◆ EXERCISE DATA
++++++

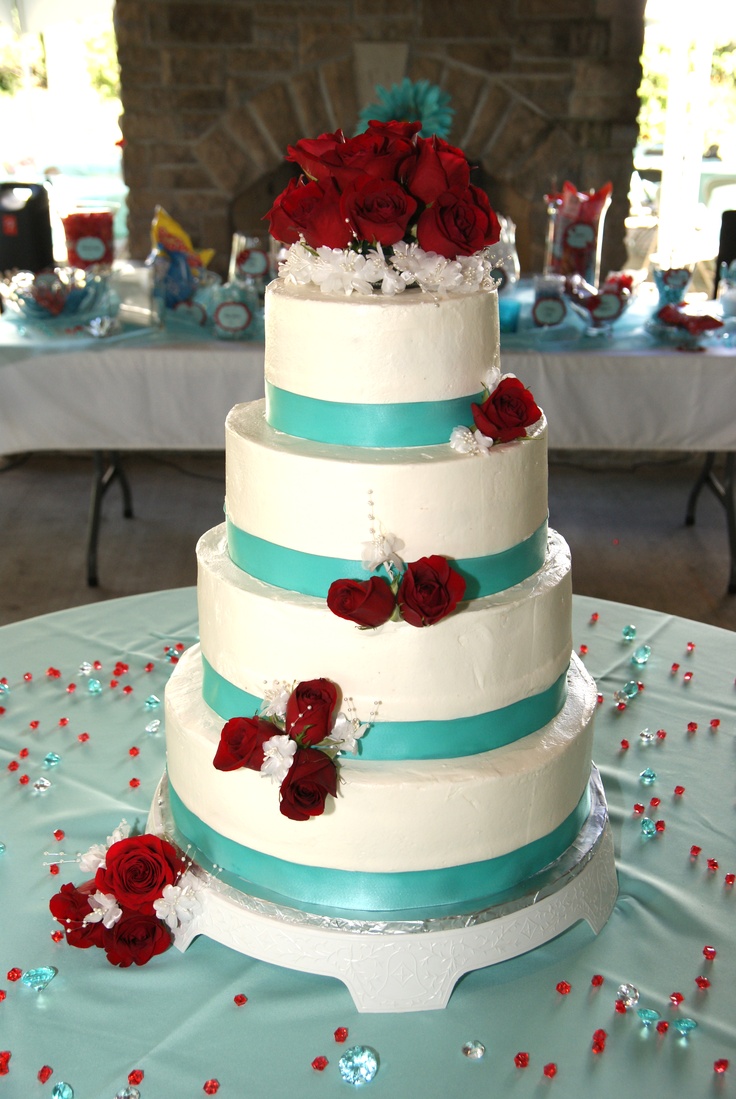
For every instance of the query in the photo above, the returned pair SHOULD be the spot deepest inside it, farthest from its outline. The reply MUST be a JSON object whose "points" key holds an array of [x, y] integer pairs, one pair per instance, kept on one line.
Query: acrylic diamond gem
{"points": [[358, 1065], [37, 979], [474, 1051], [628, 995], [642, 654]]}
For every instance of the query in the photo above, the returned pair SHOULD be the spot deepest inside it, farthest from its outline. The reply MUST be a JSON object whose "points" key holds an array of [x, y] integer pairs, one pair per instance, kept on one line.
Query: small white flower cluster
{"points": [[343, 270]]}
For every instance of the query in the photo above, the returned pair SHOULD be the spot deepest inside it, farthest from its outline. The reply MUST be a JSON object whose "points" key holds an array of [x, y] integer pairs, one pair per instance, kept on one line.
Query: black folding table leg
{"points": [[107, 468]]}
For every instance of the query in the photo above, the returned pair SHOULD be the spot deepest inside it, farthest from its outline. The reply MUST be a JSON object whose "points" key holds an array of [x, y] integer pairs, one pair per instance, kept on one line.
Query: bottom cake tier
{"points": [[401, 836]]}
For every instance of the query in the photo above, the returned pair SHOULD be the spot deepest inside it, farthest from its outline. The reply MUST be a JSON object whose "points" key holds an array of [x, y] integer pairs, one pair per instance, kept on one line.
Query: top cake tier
{"points": [[376, 370]]}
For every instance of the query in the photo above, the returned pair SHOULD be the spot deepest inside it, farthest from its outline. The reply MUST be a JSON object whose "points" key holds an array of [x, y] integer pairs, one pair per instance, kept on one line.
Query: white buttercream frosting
{"points": [[445, 811]]}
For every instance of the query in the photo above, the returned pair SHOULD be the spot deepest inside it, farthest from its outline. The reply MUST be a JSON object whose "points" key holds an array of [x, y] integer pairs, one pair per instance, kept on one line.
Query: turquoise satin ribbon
{"points": [[415, 740], [413, 423], [312, 575], [365, 891]]}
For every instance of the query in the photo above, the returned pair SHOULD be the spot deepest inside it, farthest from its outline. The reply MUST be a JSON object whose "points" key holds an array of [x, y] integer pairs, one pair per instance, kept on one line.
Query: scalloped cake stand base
{"points": [[412, 963]]}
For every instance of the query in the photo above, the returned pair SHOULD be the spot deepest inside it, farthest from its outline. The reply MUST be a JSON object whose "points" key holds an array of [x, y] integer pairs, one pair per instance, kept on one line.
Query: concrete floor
{"points": [[624, 522]]}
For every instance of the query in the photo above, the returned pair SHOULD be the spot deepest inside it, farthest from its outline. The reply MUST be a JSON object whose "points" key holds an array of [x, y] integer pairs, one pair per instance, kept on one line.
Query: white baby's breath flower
{"points": [[179, 903], [106, 910], [278, 756]]}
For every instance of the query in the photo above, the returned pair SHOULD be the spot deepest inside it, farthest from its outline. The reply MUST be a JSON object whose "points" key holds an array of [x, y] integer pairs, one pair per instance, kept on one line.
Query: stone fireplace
{"points": [[214, 90]]}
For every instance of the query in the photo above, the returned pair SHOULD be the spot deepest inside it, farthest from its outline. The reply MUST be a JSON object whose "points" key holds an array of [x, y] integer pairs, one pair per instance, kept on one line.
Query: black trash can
{"points": [[25, 228]]}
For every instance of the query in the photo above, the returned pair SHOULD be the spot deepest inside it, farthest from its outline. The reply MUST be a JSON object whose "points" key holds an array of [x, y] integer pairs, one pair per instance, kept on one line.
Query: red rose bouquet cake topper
{"points": [[383, 209], [141, 892], [293, 742]]}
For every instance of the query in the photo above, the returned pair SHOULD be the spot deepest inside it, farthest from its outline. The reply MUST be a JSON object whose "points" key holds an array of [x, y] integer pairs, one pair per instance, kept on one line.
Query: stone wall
{"points": [[214, 90]]}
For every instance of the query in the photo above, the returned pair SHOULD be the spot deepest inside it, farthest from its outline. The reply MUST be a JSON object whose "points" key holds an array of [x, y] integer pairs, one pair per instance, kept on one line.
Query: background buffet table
{"points": [[176, 1021]]}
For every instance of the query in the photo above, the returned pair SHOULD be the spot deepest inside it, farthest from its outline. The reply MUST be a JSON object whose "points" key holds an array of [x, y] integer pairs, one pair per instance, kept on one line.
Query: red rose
{"points": [[311, 210], [310, 153], [310, 711], [242, 743], [375, 153], [508, 412], [458, 223], [69, 907], [430, 590], [377, 210], [137, 869], [436, 168], [366, 602], [311, 777], [135, 939]]}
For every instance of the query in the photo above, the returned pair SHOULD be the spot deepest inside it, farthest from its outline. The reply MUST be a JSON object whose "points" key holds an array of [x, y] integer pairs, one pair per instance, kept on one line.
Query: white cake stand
{"points": [[408, 965]]}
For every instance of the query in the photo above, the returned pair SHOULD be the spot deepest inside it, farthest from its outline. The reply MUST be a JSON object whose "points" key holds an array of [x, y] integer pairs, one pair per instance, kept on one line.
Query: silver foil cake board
{"points": [[406, 964]]}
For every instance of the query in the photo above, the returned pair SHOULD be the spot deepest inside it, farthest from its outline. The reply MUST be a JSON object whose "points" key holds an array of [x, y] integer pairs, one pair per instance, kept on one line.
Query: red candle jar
{"points": [[88, 232]]}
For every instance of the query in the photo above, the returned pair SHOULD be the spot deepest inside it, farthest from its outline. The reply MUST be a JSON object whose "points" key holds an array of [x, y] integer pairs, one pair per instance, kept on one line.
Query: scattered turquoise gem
{"points": [[37, 979], [474, 1050], [642, 654], [358, 1065], [628, 995]]}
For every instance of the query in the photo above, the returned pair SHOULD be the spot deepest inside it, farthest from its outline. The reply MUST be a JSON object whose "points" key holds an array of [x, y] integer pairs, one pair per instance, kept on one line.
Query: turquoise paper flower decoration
{"points": [[412, 101]]}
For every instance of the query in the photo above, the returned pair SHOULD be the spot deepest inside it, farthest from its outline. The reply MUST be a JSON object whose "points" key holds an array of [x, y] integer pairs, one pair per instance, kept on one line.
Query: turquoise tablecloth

++++++

◆ GOAL
Could you gather every line of the records above that contains the word "stand"?

◆ WRITTEN ANSWER
Query: scalloped cake stand base
Query: white cake stand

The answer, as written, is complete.